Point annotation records
++++++++++++++++++++
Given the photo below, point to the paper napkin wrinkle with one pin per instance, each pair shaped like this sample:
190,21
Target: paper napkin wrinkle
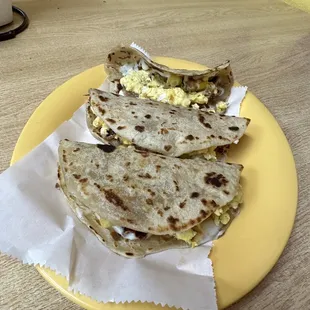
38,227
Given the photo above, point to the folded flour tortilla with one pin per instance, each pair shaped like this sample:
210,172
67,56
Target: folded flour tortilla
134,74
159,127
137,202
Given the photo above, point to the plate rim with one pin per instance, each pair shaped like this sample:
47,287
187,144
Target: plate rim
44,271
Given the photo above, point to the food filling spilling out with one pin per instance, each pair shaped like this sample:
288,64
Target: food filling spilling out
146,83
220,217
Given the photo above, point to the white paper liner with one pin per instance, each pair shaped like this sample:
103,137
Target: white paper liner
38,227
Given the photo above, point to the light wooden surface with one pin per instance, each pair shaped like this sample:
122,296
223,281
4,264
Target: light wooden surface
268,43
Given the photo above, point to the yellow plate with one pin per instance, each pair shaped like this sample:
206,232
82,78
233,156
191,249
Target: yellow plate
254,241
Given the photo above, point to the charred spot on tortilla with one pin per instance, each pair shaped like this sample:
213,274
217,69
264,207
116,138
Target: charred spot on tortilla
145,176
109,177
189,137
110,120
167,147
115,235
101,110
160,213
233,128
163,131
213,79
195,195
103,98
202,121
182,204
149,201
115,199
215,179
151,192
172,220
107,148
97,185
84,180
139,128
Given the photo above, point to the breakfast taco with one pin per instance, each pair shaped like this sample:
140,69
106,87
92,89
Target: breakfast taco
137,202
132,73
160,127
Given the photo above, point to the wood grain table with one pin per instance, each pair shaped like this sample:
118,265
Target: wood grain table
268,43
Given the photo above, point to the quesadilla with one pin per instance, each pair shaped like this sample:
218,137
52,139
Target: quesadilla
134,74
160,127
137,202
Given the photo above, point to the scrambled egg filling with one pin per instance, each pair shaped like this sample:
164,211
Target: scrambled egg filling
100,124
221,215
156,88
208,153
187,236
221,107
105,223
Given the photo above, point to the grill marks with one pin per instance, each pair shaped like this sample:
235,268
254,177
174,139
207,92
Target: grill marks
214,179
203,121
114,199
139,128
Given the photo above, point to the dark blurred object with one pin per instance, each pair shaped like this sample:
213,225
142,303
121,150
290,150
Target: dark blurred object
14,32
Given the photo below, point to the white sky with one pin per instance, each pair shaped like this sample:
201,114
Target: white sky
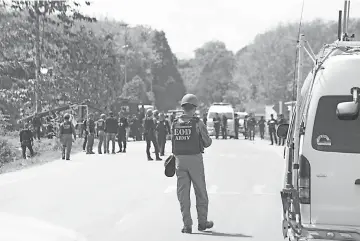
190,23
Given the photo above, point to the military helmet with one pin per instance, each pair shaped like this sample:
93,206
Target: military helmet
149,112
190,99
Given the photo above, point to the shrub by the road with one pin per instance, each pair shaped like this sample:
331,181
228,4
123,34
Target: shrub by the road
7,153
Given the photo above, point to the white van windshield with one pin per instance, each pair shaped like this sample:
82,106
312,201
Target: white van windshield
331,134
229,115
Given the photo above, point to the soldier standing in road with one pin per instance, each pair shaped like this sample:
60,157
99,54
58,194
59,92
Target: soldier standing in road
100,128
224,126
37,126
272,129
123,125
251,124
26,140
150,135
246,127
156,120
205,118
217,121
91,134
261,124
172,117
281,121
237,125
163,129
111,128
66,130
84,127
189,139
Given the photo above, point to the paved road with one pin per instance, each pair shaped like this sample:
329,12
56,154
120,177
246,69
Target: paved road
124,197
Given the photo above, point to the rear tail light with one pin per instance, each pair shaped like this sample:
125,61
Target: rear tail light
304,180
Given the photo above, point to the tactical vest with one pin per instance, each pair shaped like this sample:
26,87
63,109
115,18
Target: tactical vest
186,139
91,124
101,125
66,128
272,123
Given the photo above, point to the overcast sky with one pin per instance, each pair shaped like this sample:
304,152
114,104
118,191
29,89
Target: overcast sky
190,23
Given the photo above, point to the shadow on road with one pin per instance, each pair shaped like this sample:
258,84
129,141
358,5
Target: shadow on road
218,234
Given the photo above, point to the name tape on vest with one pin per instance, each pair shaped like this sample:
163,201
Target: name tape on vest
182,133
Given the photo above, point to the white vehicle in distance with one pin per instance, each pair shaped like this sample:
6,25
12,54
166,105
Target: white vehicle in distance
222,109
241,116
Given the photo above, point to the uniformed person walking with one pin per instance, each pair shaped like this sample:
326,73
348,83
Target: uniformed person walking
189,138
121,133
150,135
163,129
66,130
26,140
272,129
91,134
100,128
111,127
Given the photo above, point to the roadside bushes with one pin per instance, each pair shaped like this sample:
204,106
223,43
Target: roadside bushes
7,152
++++++++++++++++++++
EXERCISE: All lines from the one containing "Given the photo above, point to the overcast" through the end of the records, both ends included, are to be quoted exactly; please add nothing else.

RESPONSE TO THIS TASK:
Given the photo above, point to the overcast sky with one pin per instance, each pair shaped like this sample:
304,152
114,104
118,191
29,89
Target: overcast sky
190,23
Given the photo above, point to the shadow on road with one pin per instance, each pair shaped like this sample:
258,84
129,141
358,5
Target: shadow on road
218,234
Given the photo above, point to the name tape on vest with one pin per instance, each pair shaped like this sample:
163,201
Target: name tape on vest
182,133
Given the photo above, point to the white vehicle in distance with one pin per instance, each pair shaped like this sample:
6,25
12,54
166,105
Target: white vehicle in distance
222,109
241,116
Given the photo above, point to the uniformed person walking with one pin per instance, each pair shaped like this sample:
326,73
348,83
Target: uniformed person walking
189,138
121,133
150,135
163,129
66,130
26,140
272,129
91,134
100,128
111,127
Given the photo above, point to the roadside bushes with one pin per instance, each pair shaped like this sample:
204,106
223,43
Target: roadside bushes
7,152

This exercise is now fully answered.